# The beginning of the end?



## #1DEER 1-I (Sep 10, 2007)

I've had a springer spaniel for around 9 years and today while chukar hunting after seeing some chukars jump out of a ditch I went over to where they had been and my old dog that used to go nuts (especially&specifically over chukars and pheasants) when he caught the smell of a group of birds acted as if he had no idea and could not smell they had been there. From the looks of the birds they were young, so do younger birds just not carry a lot of scent or could this be the beginning of my dogs old age and time to retire?


----------



## xxxxxxBirdDogger (Mar 7, 2008)

I wouldn't say that one incident necessarily means anything. Try putting him on birds a few times and see what happens. He'll let you know with his body language when it's time to retire. He's probably getting to that age where he won't be able to hunt for as long or under as difficult conditions as he once did.


----------



## TEX-O-BOB (Sep 12, 2007)

That means absolutely nothing to me. WAY too many variables.

Saturday my setter was working down a fence line in some pretty thick cover and ran right slap through a 25 bird covey of huns. :shock: Just kept going, acted like she'd never smelled a bird in her life. We rode up on the horses after she'd moved on and up they came right in our faces. I think I'm going to send her to the doggie retirement home! She's shot! And only 3 years old! :roll:


----------



## STEVO (Sep 13, 2007)

#1DEER 1-I said:


> I've had a springer spaniel for around 9 years and today while chukar hunting after seeing some chukars jump out of a ditch I went over to where they had been and my old dog that used to go nuts (especially&specifically over chukars and pheasants) when he caught the smell of a group of birds acted as if he had no idea and could not smell they had been there. From the looks of the birds they were young, so do younger birds just not carry a lot of scent or could this be the beginning of my dogs old age and time to retire?


Should have got a Chessie!!!! :lol:


----------



## vdogs (Sep 22, 2007)

It was warm..poor scenting conditions. When it cools down, he'll be super dog again!


----------



## Artoxx (Nov 12, 2008)

Definitely too soon to worry. He may have had something else on his mind, and not been actually paying attention to the birds. 
My stupid lab KNOWS that ducks fall further than 50 feet, far more often than they don't, but he simply will NOT look for them further than 50 feet away the first few trips out at the start of the season, and he is only 6 this year.
One of the last trips out last year, he went over 400 yards after a cripple, and opening weekend, I had to practically drag him out beyond the 50 foot radius to get him to retrieve a bird that landed on the edge of our decoys. And again several times while jump shooting when the bird landed further than 50 feet away. So NO I don't think your dog has any serious issues at this point.
I think Springers are one of the longer lived breeds (hunting seasons wise) so 9 should not be the end. At a guess I would say he has several more seasons in him, though they may move at a slower pace from this point forward. But then again, maybe not.
Give him a chance.

I am almost POSITIVE that every dog will have an off day from time to time. I keep telling myself that so I don't get so mad at MY dog. :roll:


----------

MATERIAL PROVIDED =>

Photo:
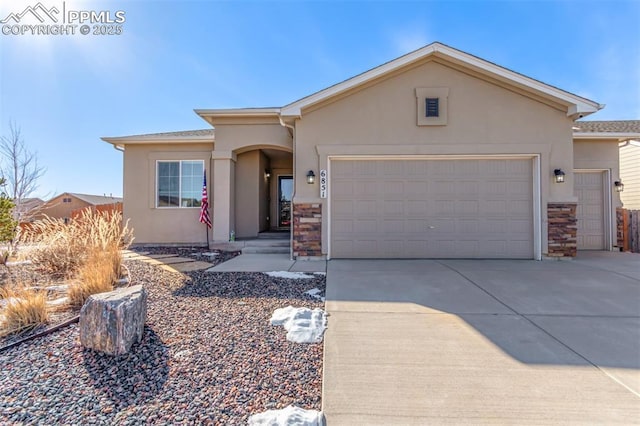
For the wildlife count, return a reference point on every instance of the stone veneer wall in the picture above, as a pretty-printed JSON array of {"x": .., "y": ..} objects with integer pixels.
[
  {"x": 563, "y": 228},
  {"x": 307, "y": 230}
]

...

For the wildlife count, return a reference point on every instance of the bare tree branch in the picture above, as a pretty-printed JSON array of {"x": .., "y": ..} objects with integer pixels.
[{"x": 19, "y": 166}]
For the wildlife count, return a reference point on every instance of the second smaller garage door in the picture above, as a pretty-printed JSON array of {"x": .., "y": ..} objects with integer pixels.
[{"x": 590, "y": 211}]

GIVEN TASK => Reproduce word for word the part of the bird dog thread above between "# The beginning" and "(Mar 7, 2008)", inclusive.

RESPONSE TO THE EXERCISE =>
# The beginning of the end?



## #1DEER 1-I (Sep 10, 2007)

I've had a springer spaniel for around 9 years and today while chukar hunting after seeing some chukars jump out of a ditch I went over to where they had been and my old dog that used to go nuts (especially&specifically over chukars and pheasants) when he caught the smell of a group of birds acted as if he had no idea and could not smell they had been there. From the looks of the birds they were young, so do younger birds just not carry a lot of scent or could this be the beginning of my dogs old age and time to retire?


----------



## xxxxxxBirdDogger (Mar 7, 2008)